• [Document text]:
►
Key takeaways
- The Wulingyuan park (UNESCO 1992) is the “Avatar” landscape — 3,000+ quartz-sandstone pillars; Tianmen Mountain is a separate peak by the city.
- Easiest route in: fly to Changsha (CSX) + 1.5h HSR to Zhangjiajie West, or fly direct to small Zhangjiajie Hehua (DYG).
- One ¥220 four-day pass covers the park + free eco-buses; cable cars & the Bailong Elevator are paid on top (¥72 each).
- Must-see: Yuanjiajie (the Avatar pillar + Bailong Elevator), Tianzi Mountain panorama, and the Golden Whip Stream valley walk.
- Allow 2–3 days for Wulingyuan, 5 to add Tianmen; visit Apr–Jun or Sep–Oct and start by 7:30am to beat queues.
What Zhangjiajie actually is
“Zhangjiajie” covers two separate things. The famous one is Wulingyuan Scenic Area (武陵源) in northwestern Hunan — 264 km² of subtropical forest holding over 3,000 quartz-sandstone pillars, some above 200 m, carved over hundreds of millions of years. It has been a UNESCO World Heritage Site since 1992. The other is Tianmen Mountain, a single peak right by Zhangjiajie city (covered further down).
The pop-culture hook: the pillars were the visual reference for the floating Hallelujah Mountains in James Cameron’s Avatar (2009). The production team photographed Wulingyuan in 2008, and in 2010 the park renamed one pillar “Avatar Hallelujah Mountain.” That marketing is what put Zhangjiajie on the international map. The valleys are also home to the Tujia ethnic minority, whose smoky-sour cooking and stilt houses you’ll meet in the villages.

The multi-day ticket & the eco-bus system
You enter Wulingyuan once on a ¥220 pass valid 4 days and re-enter on later days. The pass includes the free internal eco-buses (green shuttles) that link the gates, valley floor and cable-car bases — but not the cable cars or Bailong Elevator, which are paid separately.
| What | Price | What it covers |
|---|---|---|
| Wulingyuan park pass | ¥220 · 4 days | Park entry + all internal eco-buses. Re-enter on any of the 4 days. Buy at the gate or in advance. |
| Eco-buses | Free with pass | Green shuttles linking the five gates, the Golden Whip Stream and the cable-car/elevator stations. |
| Bailong Elevator | ¥72 each way | The world’s tallest outdoor lift (335 m) up the cliff to the Yuanjiajie plateau. |
| Cable cars (Tianzi / Yangjiajie) | ¥72 each way | Up to Tianzi Mountain and Yangjiajie. Optional — you can also hike up. |
A guided Trip.com combo bundling park entry + transfers + a guide runs roughly ¥800–1,200/day all-in — worth it for first-timers who want the logistics and queue-management handled; independent travellers save 30–40% doing it themselves.
◄
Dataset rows
►
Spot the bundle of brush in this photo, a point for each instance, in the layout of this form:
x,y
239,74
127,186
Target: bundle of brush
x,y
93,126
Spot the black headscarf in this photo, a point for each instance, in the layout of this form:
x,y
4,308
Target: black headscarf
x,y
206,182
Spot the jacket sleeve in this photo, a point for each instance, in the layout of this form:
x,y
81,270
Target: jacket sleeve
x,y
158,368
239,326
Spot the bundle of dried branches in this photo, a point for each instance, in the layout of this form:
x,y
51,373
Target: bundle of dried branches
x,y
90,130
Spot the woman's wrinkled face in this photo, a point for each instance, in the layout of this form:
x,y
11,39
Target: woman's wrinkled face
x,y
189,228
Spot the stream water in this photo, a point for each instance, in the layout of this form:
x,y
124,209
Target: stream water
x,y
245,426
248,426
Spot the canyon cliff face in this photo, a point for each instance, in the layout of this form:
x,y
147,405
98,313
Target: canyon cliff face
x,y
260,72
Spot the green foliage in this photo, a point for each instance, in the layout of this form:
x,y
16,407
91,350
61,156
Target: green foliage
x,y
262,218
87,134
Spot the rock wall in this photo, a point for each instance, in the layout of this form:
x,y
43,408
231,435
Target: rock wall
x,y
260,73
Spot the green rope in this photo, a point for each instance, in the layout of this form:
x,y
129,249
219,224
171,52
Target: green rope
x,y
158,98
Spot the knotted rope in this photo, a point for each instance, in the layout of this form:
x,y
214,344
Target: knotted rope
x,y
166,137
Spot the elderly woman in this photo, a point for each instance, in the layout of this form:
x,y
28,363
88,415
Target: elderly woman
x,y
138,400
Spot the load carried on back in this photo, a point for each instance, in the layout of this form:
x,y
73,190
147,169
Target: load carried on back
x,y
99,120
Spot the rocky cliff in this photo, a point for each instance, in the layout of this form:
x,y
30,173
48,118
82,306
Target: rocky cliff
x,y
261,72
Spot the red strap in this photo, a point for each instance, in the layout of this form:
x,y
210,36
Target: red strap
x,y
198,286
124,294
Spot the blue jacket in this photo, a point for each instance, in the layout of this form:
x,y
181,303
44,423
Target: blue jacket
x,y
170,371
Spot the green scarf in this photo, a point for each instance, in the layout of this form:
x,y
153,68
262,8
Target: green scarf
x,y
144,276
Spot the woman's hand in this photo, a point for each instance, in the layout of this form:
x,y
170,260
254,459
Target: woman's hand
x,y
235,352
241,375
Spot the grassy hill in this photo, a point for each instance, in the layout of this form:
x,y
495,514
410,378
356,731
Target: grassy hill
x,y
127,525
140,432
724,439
◄
• [Task objective]: Reproduce the passage of the Zhangjiajie guide that begins with the words containing "What Zhangjiajie actually" and ends with "(covered further down).".

• [Result for this exercise]:
What Zhangjiajie actually is
“Zhangjiajie” covers two separate things. The famous one is Wulingyuan Scenic Area (武陵源) in northwestern Hunan — 264 km² of subtropical forest holding over 3,000 quartz-sandstone pillars, some above 200 m, carved over hundreds of millions of years. It has been a UNESCO World Heritage Site since 1992. The other is Tianmen Mountain, a single peak right by Zhangjiajie city (covered further down).